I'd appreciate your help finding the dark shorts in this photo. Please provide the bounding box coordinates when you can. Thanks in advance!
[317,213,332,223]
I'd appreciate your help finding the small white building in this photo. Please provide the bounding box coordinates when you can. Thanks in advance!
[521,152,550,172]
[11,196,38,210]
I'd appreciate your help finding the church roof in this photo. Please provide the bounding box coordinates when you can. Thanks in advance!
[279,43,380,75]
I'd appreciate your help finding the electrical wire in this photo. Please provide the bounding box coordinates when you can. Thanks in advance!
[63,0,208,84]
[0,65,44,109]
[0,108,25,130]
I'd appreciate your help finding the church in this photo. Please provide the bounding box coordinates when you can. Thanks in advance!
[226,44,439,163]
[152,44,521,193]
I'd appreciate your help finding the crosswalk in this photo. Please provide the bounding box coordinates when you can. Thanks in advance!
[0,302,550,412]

* * * * *

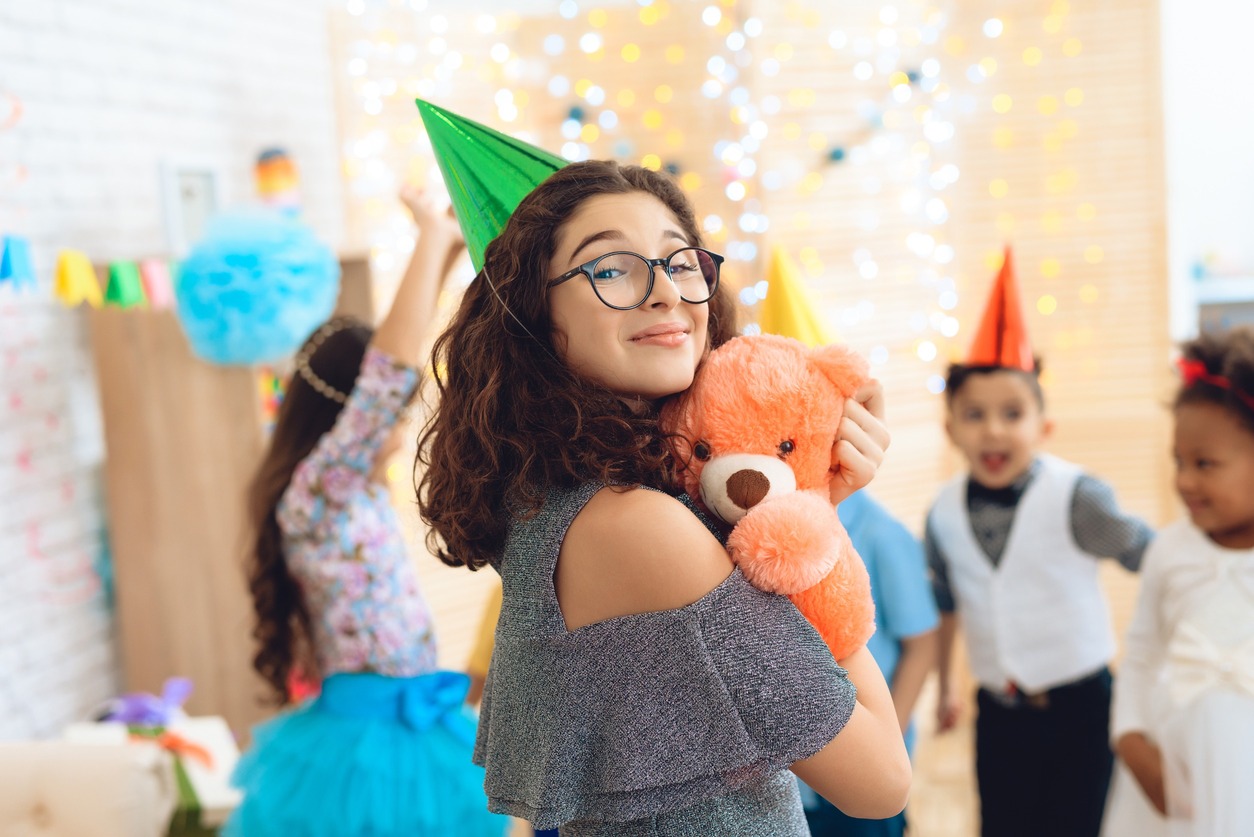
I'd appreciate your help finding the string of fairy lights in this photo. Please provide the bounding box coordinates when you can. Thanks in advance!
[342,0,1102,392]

* * * * *

Repeat the data from the line with "I'd appreciate your help finding the church in" up to and including the line with "[152,44,521,193]".

I'd appreciate your help finding the church in this photo. Please provide the bounding box coordinates when you can. Thanks in advance!
[226,44,439,163]
[152,44,521,193]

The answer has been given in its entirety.